Nothing really happens on ‘The Last Alaskans,’ which is why it’s still the best reality show
Discovery’s “The Last Alaskans” remains TV’s purest and most respectful example of what reality television might have been if the genre had a soul.
In our comparably mild winter chill and shortened days here in the Lower 48, I often find myself thinking of the handful of Alaska residents who, as part of a 1980 congressional act, got to keep their cabins within the 19.2 million acres of the Arctic National Wildlife Refuge in the far northeastern part of the state.
In its fourth season (currently airing at 10 p.m. Sunday nights), “The Last Alaskans” continues its intimate, ongoing portrait of these hardy few, who are determined to persevere in the refuge for as long as they (or their heirs) can maintain this intense yet peaceful lifestyle.
The subjects of the series are separated from one another by dozens and even hundreds of miles in different directions. They show up after the floodwaters and insects retreat each September, intending to live through the winter (part of it with zero sunlight) and work their trap lines, collecting furs to sell next spring.
No electricity, no internet or phone. No media, besides a faintly heard nightly radio show that relays messages to those living remotely.
Set story arc
Each season has followed a set story arc, and it’s somehow surprising to see the episodes are as fresh and uninterrupted as when the show’s cameras first came along: The residents arrive by boat or small airplane, open up their cabins, wash away the summer mold and set about making repairs while the weather is still on their side.

***

• _TASK LIST_:
(a) Return each line of the entries below that contains the word "above".
(b) Go on writing the review of "The Last Alaskans" from the point where it stops.
The review and the entries below are unrelated to each other.

***

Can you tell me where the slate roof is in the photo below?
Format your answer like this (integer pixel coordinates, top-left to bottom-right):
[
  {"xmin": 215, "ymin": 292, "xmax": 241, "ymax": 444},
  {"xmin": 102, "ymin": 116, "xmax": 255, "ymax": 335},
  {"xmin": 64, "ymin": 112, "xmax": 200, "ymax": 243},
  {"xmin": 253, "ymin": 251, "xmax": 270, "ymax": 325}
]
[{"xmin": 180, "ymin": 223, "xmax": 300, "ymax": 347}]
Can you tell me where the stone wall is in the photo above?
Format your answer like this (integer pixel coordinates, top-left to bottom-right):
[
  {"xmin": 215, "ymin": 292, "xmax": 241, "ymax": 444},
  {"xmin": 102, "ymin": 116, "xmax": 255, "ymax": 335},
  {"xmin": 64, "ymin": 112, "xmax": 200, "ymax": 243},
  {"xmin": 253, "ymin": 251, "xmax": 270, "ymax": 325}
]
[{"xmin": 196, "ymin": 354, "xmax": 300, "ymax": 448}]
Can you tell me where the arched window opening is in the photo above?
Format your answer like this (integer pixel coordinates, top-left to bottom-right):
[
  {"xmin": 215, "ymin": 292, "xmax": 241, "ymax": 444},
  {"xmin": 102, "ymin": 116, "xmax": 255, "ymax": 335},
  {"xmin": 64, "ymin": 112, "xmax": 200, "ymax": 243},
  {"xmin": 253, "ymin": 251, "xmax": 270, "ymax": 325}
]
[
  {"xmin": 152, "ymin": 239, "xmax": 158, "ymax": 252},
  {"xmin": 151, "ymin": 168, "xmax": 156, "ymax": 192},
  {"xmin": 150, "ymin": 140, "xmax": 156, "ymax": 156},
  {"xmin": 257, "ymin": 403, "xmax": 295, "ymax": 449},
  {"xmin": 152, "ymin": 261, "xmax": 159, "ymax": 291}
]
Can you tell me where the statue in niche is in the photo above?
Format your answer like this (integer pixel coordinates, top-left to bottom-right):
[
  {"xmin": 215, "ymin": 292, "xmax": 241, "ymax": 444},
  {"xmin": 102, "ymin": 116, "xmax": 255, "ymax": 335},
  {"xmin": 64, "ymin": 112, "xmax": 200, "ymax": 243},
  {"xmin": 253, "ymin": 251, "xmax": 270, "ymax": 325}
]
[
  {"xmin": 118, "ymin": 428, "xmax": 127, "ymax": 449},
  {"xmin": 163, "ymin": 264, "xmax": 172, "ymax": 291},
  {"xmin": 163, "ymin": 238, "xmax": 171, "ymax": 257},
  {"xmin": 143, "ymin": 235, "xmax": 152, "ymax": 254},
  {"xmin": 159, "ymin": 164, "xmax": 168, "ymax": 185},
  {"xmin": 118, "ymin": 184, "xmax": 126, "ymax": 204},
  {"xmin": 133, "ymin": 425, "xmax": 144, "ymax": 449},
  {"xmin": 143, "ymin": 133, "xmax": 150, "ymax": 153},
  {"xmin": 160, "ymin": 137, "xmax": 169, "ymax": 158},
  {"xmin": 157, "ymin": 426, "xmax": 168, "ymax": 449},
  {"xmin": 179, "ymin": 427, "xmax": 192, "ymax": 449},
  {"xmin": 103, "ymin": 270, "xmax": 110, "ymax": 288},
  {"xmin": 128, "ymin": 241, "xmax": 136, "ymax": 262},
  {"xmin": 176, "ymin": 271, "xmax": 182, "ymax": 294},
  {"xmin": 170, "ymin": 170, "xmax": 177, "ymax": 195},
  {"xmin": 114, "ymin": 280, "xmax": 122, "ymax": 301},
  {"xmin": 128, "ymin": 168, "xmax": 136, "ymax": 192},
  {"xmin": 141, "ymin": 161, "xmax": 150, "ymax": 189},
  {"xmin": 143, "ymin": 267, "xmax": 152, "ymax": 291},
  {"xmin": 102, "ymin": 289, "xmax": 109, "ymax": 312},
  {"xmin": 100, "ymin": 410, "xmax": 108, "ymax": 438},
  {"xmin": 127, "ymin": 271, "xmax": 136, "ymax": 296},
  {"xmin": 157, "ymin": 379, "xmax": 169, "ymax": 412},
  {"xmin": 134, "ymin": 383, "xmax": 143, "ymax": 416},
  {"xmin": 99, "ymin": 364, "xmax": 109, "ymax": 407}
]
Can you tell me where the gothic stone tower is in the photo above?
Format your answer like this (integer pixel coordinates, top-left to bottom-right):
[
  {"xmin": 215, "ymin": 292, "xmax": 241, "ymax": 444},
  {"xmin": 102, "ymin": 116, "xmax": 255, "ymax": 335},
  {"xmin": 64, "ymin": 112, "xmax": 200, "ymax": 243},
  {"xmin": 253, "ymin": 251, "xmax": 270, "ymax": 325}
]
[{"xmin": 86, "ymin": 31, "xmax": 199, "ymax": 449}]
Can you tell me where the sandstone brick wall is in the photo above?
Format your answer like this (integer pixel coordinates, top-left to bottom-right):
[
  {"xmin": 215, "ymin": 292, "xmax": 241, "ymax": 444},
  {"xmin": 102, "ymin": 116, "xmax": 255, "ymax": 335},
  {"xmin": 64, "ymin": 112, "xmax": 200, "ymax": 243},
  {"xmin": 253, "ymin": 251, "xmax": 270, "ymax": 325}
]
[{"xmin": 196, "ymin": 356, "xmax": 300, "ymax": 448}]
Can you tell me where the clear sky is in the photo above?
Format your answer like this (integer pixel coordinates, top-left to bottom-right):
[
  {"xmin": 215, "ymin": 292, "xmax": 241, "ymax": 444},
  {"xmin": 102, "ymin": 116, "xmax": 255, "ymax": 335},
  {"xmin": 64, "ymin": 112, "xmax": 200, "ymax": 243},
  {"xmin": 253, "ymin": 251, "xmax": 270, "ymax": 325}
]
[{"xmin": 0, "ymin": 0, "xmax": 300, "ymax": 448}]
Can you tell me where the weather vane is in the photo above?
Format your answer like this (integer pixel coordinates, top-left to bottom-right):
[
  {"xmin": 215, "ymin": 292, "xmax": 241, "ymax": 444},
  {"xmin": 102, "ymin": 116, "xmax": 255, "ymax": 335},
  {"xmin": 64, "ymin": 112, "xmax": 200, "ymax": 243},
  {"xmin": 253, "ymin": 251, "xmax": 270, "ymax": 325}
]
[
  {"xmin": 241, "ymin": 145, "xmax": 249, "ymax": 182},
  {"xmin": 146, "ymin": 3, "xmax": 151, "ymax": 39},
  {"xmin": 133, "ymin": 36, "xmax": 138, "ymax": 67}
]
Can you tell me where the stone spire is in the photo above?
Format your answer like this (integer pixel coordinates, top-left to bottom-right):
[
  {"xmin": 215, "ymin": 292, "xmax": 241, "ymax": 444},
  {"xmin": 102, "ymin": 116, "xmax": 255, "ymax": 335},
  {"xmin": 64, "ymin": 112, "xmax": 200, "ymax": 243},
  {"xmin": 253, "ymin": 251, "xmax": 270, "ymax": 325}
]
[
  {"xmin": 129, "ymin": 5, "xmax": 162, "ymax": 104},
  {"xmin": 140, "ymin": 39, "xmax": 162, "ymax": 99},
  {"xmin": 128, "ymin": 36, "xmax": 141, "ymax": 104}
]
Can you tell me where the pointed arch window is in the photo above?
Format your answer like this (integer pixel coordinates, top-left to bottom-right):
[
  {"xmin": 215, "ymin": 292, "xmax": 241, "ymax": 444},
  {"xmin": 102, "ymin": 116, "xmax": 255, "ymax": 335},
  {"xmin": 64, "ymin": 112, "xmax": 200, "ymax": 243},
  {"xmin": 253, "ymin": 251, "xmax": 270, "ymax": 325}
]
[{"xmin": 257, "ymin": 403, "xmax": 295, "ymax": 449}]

***

• _ANSWERS FOR THE TASKS_:
(a)
Can you tell me where the stone wall is in the photo above?
Can you tell me where the arched window opening is in the photo above?
Can you tell me where the statue in niche is in the photo above?
Can you tell me where the gothic stone tower is in the photo above?
Can you tell me where the sandstone brick wall is in the photo above?
Can you tell me where the clear sky is in the photo above?
Can you tell me where the weather vane is in the photo above?
Can you tell me where the stone spire is in the photo above?
Can you tell me where the pointed arch window is in the photo above?

(b)
The primary goal during the hasty fall season is to hunt and fish as much as possible, hoping to kill enough moose or caribou to eat for the next five months (brains and all), and, in the case of Tyler and Ashley Selden, catch enough salmon to feed their sled dogs all winter.
If “The Last Alaskans” were required to meet a typical viewer’s (and network executive’s) standards for reality-TV action, it would fail miserably. The hunters often come back empty-handed. The families never argue. Winter comes and they hunker down in between monotonous excursions along the trap lines.
Compared with all the other Alaska shows on Discovery and elsewhere, “The Last Alaskans” is short on camera-needy kooks, drunken brawls, gold-digging desperados and interpersonal conflict. It’s hard to tell one episode from the next.
Heimo Korth, who, with his wife, Edna, has lived in the refuge since the 1970s, acts as the consistent, narrative center of the show, explaining to the camera the circle of life as it pertains to nature and hunting, as he’s done probably 100 times. Tyler Selden, too, has held forth an equal number of times about the gratification of living in the refuge.
Do they repeat themselves because the producers keep asking them to? Or is there not much else to discuss, given that “The Last Alaskans” steers far clear of politics and other hot-button issues? Would the show be even better if the subjects weren’t tasked with explaining their every move?
It’s an interesting thought, because as a work of ASMR (autonomous sensory meridian response), “The Last Alaskans” is both visually and aurally addictive. The footage is vividly presented in high-definition, using the latest tricks of the trade: aerial drone cameras capture the vastness of the refuge in a way a widescreen vista cannot quite achieve; the crew has learned to hang just over the shoulder of its subjects without ruining their hunts.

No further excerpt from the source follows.